[Textauszug]:
^^^^
Wie Island den Euro rettete und nun im Medien-Sumpf ersoffen ist
Reykjavík: Tatsächlich, wo ist Island in den Medien geblieben? Es ist schlicht weg, abgesoffen, nicht mehr existent. Bezogen auf seine Fläche von etwas mehr als 100.000 Quadratkilometer ist es kein keines Fleckchen Erde Europas. Bezogen auf seine Einwohnerzahl von gut 320.000 eher ein Winzling und nur ein Drittel der zyprischen Einwohnerschar, deren Bedeutungslosigkeit uns gerade in den letzten Tagen eindrucksvoll vor Augen geführt wurde. Jetzt könnte man meinen, die Nichtpräsenz der Insel hätte mit den wenigen Menschen dort zu tun. Dem ist aber nicht so, es geht eher um die generell schlechte Vorbildwirkung die diese Menschen auf die „Resteuropäer“ auszuüben im Stande wären.
^^^^
Datensätze:
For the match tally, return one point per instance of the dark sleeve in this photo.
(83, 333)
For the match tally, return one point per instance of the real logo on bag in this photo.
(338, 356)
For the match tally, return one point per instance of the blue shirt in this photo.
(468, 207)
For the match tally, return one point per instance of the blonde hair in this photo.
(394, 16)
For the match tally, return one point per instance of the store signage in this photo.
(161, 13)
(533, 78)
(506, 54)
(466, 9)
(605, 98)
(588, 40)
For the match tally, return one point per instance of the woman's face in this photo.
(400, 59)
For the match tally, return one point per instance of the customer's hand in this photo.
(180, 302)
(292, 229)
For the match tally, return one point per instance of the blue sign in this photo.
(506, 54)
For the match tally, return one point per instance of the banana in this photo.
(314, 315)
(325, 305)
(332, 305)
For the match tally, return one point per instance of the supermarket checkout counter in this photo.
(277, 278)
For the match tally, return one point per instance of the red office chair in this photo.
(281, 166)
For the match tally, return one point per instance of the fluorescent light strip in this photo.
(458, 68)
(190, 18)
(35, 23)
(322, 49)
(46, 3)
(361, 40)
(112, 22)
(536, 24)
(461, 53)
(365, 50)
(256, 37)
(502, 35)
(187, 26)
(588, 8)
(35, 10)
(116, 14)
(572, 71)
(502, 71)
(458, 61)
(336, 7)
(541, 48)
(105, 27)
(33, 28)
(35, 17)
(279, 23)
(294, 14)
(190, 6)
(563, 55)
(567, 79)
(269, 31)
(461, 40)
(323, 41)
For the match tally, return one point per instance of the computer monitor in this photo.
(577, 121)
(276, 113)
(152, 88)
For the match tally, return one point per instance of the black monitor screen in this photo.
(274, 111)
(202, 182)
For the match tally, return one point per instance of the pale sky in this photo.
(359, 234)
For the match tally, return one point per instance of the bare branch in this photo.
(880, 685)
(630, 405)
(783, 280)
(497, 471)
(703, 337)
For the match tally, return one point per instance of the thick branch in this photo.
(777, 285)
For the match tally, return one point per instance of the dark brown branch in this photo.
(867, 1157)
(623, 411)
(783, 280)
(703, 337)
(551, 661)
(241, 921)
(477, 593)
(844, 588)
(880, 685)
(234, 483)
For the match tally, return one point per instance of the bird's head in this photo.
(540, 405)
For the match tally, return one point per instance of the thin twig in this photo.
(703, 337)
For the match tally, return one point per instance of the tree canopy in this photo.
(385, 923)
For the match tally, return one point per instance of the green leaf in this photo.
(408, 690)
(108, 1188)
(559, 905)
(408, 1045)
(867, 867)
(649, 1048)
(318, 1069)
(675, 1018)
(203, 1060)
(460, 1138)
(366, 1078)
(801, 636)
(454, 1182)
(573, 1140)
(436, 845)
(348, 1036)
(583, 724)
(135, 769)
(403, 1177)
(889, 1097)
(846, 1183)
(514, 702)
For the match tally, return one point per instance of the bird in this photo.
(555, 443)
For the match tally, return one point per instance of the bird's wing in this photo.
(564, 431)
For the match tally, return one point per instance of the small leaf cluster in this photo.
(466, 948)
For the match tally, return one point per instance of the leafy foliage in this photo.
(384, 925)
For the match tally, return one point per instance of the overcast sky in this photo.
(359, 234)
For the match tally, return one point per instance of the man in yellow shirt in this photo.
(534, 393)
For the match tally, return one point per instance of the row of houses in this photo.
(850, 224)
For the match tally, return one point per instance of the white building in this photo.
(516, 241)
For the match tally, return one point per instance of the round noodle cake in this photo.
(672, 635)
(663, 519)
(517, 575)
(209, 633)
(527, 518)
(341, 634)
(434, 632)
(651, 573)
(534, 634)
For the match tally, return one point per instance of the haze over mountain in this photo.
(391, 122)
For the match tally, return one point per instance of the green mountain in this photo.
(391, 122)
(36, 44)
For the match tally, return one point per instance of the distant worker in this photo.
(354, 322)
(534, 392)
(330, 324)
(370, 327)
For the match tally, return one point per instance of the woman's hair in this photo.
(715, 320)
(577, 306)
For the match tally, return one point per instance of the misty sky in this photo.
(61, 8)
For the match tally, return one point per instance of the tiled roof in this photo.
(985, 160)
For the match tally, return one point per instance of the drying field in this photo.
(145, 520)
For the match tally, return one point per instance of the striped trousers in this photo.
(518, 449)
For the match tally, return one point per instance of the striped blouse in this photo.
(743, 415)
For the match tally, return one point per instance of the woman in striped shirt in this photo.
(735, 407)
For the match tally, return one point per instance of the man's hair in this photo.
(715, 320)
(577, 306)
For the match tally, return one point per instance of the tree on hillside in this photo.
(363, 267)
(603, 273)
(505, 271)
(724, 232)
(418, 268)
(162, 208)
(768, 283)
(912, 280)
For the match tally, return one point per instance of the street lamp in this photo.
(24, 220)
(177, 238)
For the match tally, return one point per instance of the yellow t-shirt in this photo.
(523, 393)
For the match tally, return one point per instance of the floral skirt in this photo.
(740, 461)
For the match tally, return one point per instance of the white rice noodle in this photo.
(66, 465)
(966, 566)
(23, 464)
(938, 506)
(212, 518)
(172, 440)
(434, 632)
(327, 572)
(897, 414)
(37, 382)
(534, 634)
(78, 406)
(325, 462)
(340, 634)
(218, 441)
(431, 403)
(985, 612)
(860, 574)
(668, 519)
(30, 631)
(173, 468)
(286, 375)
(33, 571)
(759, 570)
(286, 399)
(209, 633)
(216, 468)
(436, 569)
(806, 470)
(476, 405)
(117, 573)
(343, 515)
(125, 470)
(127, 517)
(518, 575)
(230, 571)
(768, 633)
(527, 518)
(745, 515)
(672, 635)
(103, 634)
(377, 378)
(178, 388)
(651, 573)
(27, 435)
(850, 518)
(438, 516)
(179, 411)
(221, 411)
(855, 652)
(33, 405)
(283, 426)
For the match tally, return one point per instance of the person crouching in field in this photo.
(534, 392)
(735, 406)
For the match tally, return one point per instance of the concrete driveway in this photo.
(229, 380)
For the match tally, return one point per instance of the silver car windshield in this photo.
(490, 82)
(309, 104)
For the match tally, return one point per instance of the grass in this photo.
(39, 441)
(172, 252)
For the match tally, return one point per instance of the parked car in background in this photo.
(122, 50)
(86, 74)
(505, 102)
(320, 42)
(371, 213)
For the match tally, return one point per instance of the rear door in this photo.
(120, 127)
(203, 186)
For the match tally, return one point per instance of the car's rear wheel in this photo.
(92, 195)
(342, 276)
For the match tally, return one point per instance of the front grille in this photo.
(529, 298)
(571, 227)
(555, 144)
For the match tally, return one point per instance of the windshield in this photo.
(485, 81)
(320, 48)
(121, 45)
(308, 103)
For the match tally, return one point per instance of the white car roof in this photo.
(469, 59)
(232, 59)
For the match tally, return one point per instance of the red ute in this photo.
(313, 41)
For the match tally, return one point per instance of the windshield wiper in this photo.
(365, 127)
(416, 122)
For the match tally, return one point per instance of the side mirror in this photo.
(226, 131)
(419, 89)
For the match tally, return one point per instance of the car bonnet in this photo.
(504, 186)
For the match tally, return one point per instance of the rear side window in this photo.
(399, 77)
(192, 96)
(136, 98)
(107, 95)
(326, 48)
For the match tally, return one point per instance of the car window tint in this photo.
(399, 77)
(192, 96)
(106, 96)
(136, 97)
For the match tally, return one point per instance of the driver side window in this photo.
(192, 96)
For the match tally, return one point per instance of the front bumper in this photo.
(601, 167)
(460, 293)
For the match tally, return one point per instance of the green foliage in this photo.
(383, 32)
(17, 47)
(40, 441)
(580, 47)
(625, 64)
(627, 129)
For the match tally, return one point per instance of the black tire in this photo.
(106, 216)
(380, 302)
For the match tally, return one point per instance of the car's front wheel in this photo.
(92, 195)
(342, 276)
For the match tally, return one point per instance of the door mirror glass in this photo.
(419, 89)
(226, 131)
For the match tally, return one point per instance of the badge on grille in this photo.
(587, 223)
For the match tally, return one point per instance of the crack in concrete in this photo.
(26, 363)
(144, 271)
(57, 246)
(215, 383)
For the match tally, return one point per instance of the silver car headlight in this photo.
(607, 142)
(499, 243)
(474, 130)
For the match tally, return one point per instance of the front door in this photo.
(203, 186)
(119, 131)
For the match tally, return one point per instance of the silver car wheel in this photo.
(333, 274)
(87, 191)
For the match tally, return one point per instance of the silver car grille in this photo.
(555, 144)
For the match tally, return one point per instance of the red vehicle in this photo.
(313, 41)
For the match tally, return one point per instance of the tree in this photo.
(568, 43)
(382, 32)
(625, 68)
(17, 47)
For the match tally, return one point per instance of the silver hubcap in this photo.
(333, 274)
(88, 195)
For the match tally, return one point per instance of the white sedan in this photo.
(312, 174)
^^^^
[Die Aufgabe]: Führe den Text darüber, wie Island aus den Medien verschwunden ist, im selben Ton nach seinem letzten Satz weiter.

[Die Antwort]:
Genau letzteres wird der Grund sein, warum man dieses sture Inselvolk hier tunlichst nicht mehr erwähnt, quasi totschweigt, allein um Ansteckungsgefahren zu vermeiden. Pures Gift für die jetzige EU-Kratie. Insoweit ist auch die Ferne dieser kalten Insel eine Eigenschaft, die die mediale Quarantäne stark begünstigt. Island ist (noch) nicht Mitglied der EU, sie stellten den Aufnahmeantrag erst im Juli 2009 und seither wird, wie üblich, lang verhandelt, dabei wird es wohl auch bleiben. Seit 1999 nimmt Island aber am Schengener Abkommen teil, sodass man recht gut und ohne große Formalitäten aus der EU dorthin reisen kann. Für jene die jetzt noch den Kopf schütteln, weil sie es geographisch nicht auf den Schirm bekommen: Island liegt zwischen Norwegen und Grönland und nordwestlich von England, so als grobe Orientierung und ja, Island ist noch da.
Um die Überschrift jetzt weniger rätselhaft wirken zu lassen, soll folgendes erläutert werden. Wäre Island zum Zeitpunkt des Beginns der Finanzkrise und beim Zusammenbruch seines Bankwesens Mitglied der Euro-Zone gewesen, dann hätte es durch sein radikales Verhalten in der Sache den Euro zu Fall gebracht und damit die Union gesprengt. Andere Länder, die den Euro haben und möglicherweise mit ähnlichen Optionen liebäugelten, wurden von Brüssel aus massiv erpresst und gegängelt, dass sich entsprechende Gedanken gar nicht erst großartig ausbreiten konnten.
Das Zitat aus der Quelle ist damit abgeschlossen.